> _Requirement_: Answer with the exact lines of the following material from the one containing "Where can you find the wood grain" through the one containing "Where can you find the wooden", both end lines included.

(Beginning of Record extracts)

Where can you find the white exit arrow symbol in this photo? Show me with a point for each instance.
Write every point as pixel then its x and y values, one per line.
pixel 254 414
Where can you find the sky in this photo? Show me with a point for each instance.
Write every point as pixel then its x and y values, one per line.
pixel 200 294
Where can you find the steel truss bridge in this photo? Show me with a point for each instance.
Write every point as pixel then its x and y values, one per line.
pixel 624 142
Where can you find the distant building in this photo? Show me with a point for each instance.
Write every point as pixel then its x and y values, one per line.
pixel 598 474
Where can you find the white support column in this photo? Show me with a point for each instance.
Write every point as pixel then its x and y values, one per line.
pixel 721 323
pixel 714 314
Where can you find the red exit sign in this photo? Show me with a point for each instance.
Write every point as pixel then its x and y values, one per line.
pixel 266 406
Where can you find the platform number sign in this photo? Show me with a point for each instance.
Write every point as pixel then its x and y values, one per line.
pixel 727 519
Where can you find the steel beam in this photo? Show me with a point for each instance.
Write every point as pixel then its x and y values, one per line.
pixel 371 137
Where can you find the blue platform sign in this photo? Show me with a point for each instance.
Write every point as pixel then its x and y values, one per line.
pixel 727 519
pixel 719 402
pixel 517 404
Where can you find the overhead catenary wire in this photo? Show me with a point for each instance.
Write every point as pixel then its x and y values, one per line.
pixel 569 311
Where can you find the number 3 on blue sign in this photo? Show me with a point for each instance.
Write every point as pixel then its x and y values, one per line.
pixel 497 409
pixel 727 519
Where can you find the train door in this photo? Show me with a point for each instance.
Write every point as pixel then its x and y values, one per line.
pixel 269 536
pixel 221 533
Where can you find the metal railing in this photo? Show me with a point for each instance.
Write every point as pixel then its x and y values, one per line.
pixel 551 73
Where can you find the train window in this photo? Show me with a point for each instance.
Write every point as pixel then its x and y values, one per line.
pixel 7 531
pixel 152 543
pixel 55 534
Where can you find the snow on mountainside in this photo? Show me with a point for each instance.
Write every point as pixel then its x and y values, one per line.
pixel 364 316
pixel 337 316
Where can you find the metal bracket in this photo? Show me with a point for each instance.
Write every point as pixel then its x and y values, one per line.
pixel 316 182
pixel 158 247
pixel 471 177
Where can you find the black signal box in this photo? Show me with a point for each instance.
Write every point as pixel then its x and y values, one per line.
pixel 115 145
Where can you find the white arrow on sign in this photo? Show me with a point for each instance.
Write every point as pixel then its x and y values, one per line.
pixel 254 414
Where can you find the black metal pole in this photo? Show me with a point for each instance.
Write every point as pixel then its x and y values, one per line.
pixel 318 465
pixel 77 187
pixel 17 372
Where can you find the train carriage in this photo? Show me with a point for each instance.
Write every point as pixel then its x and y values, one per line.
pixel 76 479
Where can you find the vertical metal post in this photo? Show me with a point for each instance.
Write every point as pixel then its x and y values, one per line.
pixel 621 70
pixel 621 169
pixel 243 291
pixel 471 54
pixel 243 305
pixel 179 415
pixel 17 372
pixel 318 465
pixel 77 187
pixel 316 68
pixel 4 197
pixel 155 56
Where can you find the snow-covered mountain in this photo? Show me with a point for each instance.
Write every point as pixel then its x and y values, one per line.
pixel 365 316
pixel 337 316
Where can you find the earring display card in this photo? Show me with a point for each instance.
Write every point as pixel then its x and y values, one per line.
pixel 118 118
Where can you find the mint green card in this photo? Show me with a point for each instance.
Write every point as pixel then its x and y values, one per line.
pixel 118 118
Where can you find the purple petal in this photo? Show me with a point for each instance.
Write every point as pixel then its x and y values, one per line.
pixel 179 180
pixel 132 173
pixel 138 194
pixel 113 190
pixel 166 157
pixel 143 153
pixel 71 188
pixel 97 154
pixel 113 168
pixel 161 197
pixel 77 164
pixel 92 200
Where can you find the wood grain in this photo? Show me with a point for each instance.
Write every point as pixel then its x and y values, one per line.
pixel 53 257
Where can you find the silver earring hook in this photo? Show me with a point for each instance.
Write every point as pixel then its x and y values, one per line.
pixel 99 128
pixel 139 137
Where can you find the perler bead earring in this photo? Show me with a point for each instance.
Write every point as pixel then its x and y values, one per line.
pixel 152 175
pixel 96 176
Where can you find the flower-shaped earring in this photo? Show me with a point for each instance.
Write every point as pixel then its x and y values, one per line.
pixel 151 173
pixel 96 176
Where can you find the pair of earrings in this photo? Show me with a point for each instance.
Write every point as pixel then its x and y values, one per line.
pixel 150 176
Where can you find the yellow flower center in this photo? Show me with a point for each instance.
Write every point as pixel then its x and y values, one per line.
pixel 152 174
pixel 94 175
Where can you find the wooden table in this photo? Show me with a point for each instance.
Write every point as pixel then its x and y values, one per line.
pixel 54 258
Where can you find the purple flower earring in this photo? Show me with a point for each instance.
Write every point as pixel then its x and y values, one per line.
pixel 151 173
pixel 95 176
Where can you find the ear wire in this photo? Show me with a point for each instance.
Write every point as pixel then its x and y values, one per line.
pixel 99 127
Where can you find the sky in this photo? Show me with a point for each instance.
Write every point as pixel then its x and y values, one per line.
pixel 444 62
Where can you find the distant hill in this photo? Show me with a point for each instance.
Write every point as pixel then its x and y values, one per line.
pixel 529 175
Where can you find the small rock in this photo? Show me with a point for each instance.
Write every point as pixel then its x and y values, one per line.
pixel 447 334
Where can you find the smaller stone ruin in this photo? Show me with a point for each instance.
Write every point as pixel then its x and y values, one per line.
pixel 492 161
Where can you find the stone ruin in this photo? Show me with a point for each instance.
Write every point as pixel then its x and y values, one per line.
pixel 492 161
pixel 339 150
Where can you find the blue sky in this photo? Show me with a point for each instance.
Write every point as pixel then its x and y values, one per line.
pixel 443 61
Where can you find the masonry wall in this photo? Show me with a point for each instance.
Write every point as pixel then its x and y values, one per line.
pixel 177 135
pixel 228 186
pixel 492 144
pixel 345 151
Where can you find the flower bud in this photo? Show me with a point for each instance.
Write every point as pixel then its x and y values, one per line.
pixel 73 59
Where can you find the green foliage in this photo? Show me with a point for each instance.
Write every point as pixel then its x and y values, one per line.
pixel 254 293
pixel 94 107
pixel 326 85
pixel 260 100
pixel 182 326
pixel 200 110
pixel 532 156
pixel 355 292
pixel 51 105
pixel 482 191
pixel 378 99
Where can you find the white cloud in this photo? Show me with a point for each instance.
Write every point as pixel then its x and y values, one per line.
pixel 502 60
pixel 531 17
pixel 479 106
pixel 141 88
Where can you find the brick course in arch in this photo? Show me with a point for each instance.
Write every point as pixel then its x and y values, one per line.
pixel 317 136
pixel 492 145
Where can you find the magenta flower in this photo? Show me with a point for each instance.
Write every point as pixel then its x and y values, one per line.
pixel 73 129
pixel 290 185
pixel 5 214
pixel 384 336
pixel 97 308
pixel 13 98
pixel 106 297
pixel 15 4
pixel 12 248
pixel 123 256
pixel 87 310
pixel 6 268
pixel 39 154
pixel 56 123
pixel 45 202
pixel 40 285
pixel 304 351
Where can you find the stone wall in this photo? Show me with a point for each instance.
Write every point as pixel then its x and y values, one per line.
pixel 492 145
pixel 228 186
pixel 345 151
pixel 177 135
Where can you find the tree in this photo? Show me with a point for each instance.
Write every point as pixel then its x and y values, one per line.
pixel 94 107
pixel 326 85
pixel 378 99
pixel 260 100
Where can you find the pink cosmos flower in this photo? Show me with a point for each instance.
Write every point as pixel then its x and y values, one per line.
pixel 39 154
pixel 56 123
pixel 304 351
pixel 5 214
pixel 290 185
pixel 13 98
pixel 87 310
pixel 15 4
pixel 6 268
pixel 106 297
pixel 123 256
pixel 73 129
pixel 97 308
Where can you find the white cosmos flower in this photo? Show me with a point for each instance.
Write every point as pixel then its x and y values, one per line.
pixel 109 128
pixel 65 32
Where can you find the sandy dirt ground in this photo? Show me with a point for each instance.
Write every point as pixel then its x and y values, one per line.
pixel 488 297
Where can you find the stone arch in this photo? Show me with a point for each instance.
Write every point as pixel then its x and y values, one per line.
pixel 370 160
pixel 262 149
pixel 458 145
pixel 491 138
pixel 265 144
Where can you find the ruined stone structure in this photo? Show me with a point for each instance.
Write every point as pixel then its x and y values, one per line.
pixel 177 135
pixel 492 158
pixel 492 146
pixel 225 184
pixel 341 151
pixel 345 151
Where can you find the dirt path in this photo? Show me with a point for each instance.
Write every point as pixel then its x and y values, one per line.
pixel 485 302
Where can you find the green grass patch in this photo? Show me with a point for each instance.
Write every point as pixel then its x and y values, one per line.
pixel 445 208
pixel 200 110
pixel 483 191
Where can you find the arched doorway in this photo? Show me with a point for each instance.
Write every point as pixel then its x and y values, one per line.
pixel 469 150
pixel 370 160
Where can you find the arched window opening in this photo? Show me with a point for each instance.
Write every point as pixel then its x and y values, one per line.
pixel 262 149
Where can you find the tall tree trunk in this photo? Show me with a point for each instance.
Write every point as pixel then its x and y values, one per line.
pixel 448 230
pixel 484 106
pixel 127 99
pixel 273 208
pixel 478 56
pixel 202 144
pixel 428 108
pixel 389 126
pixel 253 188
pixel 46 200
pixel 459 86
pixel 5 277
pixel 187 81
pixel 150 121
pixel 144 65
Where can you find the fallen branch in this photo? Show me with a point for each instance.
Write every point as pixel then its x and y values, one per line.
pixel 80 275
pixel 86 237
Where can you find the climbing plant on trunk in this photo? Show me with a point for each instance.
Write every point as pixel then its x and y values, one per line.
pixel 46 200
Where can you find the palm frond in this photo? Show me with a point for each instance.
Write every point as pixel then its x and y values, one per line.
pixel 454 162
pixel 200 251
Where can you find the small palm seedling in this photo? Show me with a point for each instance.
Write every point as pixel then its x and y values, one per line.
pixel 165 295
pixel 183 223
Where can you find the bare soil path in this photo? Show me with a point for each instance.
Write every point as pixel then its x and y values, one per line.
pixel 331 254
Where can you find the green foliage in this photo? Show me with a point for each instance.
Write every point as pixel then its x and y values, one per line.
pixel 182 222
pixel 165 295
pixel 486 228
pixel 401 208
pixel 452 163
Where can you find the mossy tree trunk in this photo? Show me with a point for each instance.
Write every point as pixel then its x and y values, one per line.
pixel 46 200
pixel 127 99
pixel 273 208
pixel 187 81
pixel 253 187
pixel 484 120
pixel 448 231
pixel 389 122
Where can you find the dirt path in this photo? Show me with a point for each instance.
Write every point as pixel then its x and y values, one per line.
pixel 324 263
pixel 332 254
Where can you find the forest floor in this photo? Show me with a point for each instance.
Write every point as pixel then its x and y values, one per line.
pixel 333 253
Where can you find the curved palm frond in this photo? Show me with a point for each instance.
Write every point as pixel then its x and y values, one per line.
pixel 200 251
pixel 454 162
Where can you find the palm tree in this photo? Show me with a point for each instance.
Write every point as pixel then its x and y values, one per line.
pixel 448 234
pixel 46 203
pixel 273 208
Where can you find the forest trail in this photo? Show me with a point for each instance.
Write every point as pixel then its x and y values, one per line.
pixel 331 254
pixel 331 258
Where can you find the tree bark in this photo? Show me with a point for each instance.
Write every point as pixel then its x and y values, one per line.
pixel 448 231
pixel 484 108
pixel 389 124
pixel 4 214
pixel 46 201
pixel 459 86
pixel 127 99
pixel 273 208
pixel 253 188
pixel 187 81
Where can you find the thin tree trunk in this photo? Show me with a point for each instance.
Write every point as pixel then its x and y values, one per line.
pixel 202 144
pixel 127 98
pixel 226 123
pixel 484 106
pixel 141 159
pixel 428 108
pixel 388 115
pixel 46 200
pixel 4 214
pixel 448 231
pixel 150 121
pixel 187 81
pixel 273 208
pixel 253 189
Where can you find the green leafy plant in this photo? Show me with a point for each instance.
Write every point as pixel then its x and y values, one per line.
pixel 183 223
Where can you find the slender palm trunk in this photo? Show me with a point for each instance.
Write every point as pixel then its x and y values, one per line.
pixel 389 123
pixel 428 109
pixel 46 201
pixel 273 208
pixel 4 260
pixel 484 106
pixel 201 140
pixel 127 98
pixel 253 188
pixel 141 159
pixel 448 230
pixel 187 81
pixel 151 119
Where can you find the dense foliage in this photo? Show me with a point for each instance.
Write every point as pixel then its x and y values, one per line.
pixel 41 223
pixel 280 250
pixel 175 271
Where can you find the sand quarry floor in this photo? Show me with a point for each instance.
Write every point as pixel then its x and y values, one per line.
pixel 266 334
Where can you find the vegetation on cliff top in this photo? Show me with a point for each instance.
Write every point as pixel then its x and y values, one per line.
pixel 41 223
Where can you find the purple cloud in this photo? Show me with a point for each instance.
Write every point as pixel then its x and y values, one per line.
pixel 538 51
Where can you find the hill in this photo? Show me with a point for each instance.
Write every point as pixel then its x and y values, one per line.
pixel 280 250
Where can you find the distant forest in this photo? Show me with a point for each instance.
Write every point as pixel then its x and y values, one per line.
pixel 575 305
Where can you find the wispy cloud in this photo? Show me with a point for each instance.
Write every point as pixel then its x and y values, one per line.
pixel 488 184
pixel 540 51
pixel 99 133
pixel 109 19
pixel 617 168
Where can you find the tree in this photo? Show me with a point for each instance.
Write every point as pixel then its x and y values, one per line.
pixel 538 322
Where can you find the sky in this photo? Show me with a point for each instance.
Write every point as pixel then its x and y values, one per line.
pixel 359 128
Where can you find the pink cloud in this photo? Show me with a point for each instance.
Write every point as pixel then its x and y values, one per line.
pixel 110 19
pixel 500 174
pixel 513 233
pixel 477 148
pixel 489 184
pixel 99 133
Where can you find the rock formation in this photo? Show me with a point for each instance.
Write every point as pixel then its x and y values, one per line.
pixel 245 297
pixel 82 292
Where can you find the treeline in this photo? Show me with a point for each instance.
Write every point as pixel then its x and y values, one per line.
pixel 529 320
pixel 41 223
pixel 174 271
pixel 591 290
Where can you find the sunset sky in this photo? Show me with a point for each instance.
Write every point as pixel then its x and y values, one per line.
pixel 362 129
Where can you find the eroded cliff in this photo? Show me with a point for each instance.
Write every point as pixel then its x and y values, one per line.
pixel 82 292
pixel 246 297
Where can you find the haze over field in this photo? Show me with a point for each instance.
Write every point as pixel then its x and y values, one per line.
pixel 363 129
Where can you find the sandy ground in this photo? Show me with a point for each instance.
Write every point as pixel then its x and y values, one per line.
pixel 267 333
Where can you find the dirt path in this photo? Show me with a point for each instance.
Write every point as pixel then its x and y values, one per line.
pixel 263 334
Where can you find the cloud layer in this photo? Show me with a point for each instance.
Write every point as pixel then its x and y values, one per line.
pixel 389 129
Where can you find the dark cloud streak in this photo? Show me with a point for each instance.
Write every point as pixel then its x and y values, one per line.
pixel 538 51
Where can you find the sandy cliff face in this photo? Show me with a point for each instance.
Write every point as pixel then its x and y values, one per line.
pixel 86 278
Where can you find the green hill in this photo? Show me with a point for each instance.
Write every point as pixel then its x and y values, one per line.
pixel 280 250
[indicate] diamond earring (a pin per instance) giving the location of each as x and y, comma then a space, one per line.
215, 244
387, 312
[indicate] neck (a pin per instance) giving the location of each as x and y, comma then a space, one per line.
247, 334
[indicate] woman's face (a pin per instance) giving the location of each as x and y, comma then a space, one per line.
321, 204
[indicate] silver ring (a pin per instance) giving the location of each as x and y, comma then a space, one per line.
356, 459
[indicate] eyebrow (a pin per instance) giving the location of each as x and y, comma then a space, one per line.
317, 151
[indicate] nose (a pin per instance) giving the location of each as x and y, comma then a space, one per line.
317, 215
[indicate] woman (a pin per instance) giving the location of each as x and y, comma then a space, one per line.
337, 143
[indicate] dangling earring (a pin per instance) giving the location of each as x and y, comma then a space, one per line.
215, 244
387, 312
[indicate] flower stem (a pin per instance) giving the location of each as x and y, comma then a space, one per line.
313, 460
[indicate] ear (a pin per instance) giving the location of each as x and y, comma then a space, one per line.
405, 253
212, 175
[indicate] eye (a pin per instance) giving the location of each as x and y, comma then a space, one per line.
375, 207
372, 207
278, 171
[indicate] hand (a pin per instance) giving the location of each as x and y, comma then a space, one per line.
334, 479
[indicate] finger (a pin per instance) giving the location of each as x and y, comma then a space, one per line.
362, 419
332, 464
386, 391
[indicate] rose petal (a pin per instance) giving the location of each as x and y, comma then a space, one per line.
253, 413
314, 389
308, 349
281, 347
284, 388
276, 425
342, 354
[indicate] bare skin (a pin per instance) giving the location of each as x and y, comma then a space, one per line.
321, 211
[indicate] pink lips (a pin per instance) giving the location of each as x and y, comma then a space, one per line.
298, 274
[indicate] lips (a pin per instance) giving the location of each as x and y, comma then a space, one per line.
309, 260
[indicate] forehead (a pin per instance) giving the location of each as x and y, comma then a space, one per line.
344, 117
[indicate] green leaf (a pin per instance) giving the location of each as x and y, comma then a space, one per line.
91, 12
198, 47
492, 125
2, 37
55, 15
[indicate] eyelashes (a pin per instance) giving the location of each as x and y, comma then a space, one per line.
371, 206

(End of Record extracts)

> _Your response_:
Where can you find the wood grain in this photo? Show me with a point for each instance.
Write every point as pixel then its x and y values, one per line.
pixel 53 257
Where can you find the silver earring hook in this photo? Show me with a point for each instance.
Write every point as pixel then its x and y values, one per line.
pixel 99 128
pixel 139 137
Where can you find the perler bead earring in this photo? Show me with a point for each instance.
Write every point as pixel then its x and y values, one per line.
pixel 152 175
pixel 96 176
Where can you find the flower-shaped earring in this photo? Show me with a point for each instance.
Write every point as pixel then its x and y values, one per line.
pixel 151 173
pixel 96 176
Where can you find the pair of earrings in this photo? Show me with a point for each instance.
Write every point as pixel then its x and y values, one per line.
pixel 150 176
Where can you find the yellow flower center in this photo? Show me with a point for each instance.
Write every point as pixel then its x and y values, one per line.
pixel 152 174
pixel 94 175
Where can you find the wooden table in this photo? Show me with a point for each instance.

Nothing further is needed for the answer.